### Excerto do texto
Os dados da FAO revelaram que, em 2019, 40% das mulheres agricultoras na América Latina não teriam rendimentos próprios, apesar da sua grande contribuição para a produção agrícola. As mulheres do campo em El Salvador, que se dedicam na sua grande maioria ao setor primário, sofrem em primeira mão os principais problemas que enfrentam as mulheres agricultoras: salários injustos, falta de acesso a créditos e discriminação em relação ao direito de propriedade da terra. Todos estes condicionamentos servem para pôr em evidência as diferenças de género que existem em todas as áreas económicas e mais ainda no setor em que assenta a sua principal fonte de rendimento.
A história de Adelaida, uma mulher do campo de Citalá
No município de Citalá (Chalatenango) estamos a desenvolver um projeto para melhorar a qualidade de vida das mulheres do campo através da soberania alimentar. O projeto conta com o apoio da Agência Asturiana de Cooperação para o Desenvolvimento e com ele procuramos melhorar a vida de 250 famílias, o que corresponde a um total de 2.000 pessoas, sendo a maioria delas mulheres.
Entre elas está Adelaida Guevara, uma mulher de 41 anos que tem de gerir uma casa por conta própria. Adelaida define-se como uma mulher do campo: “ser uma mulher agricultora significa também ter de enfrentar muitos desafios”, explica.
Como tantas outras mulheres, Adelaida não tem uma vida fácil. Depois de enviuvar, “tudo tem sido uma luta constante”, reconhece. Por isso, o projeto que estamos a desenvolver na sua comunidade representa uma esperança para a sua família, mas também para outras mulheres como ela, cujas vidas e trabalho eram até agora totalmente invisíveis.

Cuidar da casa, uma tarefa adicional
Todos os dias do ano, Adelaida levanta-se de madrugada para realizar as tarefas domésticas diárias em sua casa, localizada no Llano de la Virgen. Entre estas tarefas e o trabalho do campo, onde é ajudada por um dos filhos, Adelaida ocupa 70% do seu dia. Os trabalhos domésticos recaem quase exclusivamente nas mulheres, que chegam a ter jornadas de trabalho de até 16 horas diárias. Estima-se que, no meio rural, os homens contribuam apenas com 13,8% do total de trabalhos domésticos e de lida da casa.
######
De acordo com o excerto do texto acima, quantas famílias o projeto em Citalá procura ajudar?
### Excerto dos dados
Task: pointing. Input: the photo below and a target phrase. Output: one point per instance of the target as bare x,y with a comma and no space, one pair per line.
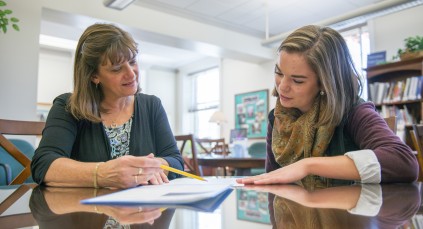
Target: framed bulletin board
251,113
######
### Excerto dos dados
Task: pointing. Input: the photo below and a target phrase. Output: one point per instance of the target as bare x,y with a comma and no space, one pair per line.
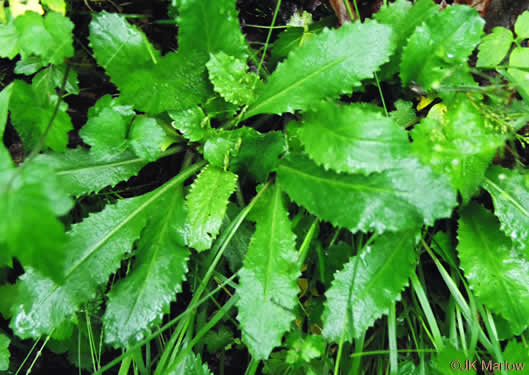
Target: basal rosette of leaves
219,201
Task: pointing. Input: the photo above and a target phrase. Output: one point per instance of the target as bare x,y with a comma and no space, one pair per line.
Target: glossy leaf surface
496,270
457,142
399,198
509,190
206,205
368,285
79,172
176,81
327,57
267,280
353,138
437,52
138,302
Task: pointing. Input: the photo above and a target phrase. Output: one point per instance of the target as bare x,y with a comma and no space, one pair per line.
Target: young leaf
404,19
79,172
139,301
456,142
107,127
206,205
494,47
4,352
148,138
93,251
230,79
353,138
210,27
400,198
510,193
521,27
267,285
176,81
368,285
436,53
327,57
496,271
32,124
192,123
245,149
######
Resposta: 250 famílias.